Extracted data entries:
* * * * * * *

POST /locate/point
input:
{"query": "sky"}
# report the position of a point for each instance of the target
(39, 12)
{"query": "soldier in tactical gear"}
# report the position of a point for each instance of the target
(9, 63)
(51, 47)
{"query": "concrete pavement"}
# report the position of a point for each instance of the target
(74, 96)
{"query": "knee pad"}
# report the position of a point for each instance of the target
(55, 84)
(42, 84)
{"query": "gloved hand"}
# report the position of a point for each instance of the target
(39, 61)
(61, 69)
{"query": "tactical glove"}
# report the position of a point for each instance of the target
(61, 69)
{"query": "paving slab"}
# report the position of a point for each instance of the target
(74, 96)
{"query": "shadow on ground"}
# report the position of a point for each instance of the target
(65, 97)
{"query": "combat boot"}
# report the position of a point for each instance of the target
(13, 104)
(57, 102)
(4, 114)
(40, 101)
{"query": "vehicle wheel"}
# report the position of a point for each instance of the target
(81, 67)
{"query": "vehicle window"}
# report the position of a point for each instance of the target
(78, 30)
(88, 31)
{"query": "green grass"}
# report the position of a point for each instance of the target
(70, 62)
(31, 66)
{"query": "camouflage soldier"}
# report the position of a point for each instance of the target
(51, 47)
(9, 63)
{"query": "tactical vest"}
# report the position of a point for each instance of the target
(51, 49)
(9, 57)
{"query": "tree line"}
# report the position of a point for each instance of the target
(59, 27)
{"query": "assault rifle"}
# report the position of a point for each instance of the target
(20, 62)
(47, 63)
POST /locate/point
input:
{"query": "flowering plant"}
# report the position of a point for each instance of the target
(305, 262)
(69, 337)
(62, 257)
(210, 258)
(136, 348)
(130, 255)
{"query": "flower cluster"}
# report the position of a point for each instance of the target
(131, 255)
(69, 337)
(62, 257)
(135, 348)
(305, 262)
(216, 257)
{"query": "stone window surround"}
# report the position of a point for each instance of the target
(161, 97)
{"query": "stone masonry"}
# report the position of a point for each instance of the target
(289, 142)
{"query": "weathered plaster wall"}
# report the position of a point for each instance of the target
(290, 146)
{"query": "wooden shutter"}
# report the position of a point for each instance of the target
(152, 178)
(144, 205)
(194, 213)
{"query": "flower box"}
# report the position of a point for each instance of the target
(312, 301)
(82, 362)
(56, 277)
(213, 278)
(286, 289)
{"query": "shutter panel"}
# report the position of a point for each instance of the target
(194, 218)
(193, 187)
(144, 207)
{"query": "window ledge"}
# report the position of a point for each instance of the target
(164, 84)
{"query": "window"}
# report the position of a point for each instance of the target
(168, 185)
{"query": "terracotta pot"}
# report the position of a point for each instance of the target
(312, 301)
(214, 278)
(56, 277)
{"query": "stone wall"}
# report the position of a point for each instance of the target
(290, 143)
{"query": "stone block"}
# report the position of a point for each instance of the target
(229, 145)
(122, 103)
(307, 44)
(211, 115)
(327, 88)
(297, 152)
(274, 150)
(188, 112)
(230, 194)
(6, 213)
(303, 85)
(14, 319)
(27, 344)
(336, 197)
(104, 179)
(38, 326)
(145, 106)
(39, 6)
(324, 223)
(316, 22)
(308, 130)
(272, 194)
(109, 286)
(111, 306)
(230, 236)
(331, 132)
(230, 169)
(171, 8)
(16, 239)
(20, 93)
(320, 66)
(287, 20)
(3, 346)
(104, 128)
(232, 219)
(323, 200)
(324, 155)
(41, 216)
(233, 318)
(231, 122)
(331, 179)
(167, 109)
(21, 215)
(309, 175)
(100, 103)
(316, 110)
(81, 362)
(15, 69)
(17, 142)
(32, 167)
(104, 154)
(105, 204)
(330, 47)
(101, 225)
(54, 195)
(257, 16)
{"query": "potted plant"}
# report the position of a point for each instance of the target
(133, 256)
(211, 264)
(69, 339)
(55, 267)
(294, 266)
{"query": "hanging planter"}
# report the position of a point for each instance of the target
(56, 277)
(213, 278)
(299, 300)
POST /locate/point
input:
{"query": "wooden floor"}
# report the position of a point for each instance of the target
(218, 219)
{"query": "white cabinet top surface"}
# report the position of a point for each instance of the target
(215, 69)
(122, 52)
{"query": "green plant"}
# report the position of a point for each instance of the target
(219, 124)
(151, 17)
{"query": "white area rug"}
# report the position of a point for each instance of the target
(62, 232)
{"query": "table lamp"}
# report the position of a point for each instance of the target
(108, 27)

* * * * * * *

_TASK TO CARRY OUT_:
The listing above must be transcribed exactly, line by line.

_SOLVED PROBLEM_:
POST /locate/point
input:
{"query": "sky"}
# report the position of a point for each instance of the target
(39, 12)
{"query": "soldier in tactical gear"}
# report the position of a point for each instance of the target
(9, 63)
(51, 47)
{"query": "concrete pavement"}
# report the position of a point for each instance of the target
(74, 96)
{"query": "knee pad"}
# report the position of a point for each instance of the target
(55, 84)
(42, 84)
{"query": "gloved hand"}
# report the position of a point for each instance of the target
(39, 61)
(61, 69)
{"query": "tactical glove"}
# report the position of a point for each instance of the target
(61, 69)
{"query": "paving slab"}
# report the position of a point for each instance of the target
(74, 96)
{"query": "shadow on ground"}
# report the position of a point for each instance of the target
(65, 97)
{"query": "combat boot"}
# report the position of a point for each instance of the target
(13, 104)
(57, 102)
(4, 114)
(40, 101)
{"query": "vehicle wheel"}
# report the position of a point for each instance of the target
(81, 67)
{"query": "vehicle window"}
# report the position of a point for each instance of the target
(78, 30)
(88, 31)
{"query": "green grass"}
# report the position of a point for each instance of the target
(70, 62)
(31, 66)
{"query": "camouflage soldier"}
# report the position of a point for each instance of the target
(51, 47)
(9, 63)
{"query": "tactical vest"}
# report the position of a point for each instance of the target
(51, 49)
(9, 57)
{"query": "tree line"}
# report the position of a point for each instance of the target
(59, 27)
{"query": "assault rifle"}
# report the position of a point for each instance of the target
(20, 62)
(47, 63)
POST /locate/point
input:
{"query": "flowering plant"}
# report the position of a point for each instance of the target
(305, 262)
(69, 337)
(62, 257)
(210, 258)
(136, 348)
(130, 255)
{"query": "flower cluster"}
# report the position of a point for each instance of the target
(131, 255)
(69, 337)
(62, 257)
(135, 348)
(305, 262)
(216, 257)
{"query": "stone window surround"}
# report the position of a point for each instance of the target
(161, 97)
{"query": "stone masonry"}
# report the position of a point for each instance of the target
(289, 142)
{"query": "weathered plaster wall"}
# report the position of a point for each instance of the target
(290, 146)
{"query": "wooden shutter"}
# report the position of a point for each instance of the target
(152, 178)
(144, 205)
(194, 213)
{"query": "flower box"}
# report the position of a point for each instance of the target
(312, 301)
(82, 362)
(56, 277)
(213, 278)
(286, 289)
{"query": "shutter panel"}
# report the position of a point for each instance of the target
(194, 218)
(193, 187)
(144, 207)
{"query": "window ledge"}
# report the position of a point for each instance of the target
(164, 84)
{"query": "window"}
# report the position of a point for each instance of the target
(168, 185)
{"query": "terracotta pot"}
# report the position of a point for each instance of the target
(312, 301)
(214, 278)
(56, 277)
{"query": "stone wall"}
# report the position of a point for each instance of the target
(290, 143)
{"query": "stone block"}
# report the position of a point for each instance of the target
(229, 145)
(122, 103)
(307, 44)
(211, 115)
(327, 88)
(297, 152)
(274, 150)
(188, 112)
(230, 194)
(6, 213)
(303, 85)
(14, 319)
(27, 344)
(336, 197)
(104, 179)
(38, 326)
(145, 106)
(39, 6)
(324, 223)
(316, 22)
(308, 130)
(272, 194)
(109, 286)
(111, 306)
(230, 236)
(331, 132)
(230, 169)
(171, 8)
(16, 239)
(20, 93)
(320, 66)
(287, 20)
(3, 346)
(104, 128)
(232, 219)
(323, 200)
(324, 155)
(41, 216)
(233, 318)
(231, 122)
(331, 179)
(167, 109)
(21, 215)
(309, 175)
(100, 103)
(316, 110)
(81, 362)
(15, 69)
(17, 142)
(32, 167)
(104, 154)
(105, 204)
(330, 47)
(101, 225)
(54, 195)
(257, 16)
{"query": "potted plant"}
# report the position of a point for each instance of the target
(133, 256)
(211, 264)
(69, 339)
(55, 267)
(294, 266)
{"query": "hanging planter"}
# report the position of a point for each instance of the target
(56, 277)
(213, 278)
(299, 300)
POST /locate/point
input:
{"query": "wooden floor"}
# report the position of a point for each instance of the target
(218, 219)
{"query": "white cabinet top surface"}
# report the position of a point for each instance of the target
(215, 69)
(122, 52)
{"query": "green plant"}
# report the position of a point for each instance of the target
(219, 124)
(151, 17)
{"query": "white area rug"}
# report the position of a point for each instance of the target
(62, 232)
{"query": "table lamp"}
# report the position of a point for each instance of the target
(108, 27)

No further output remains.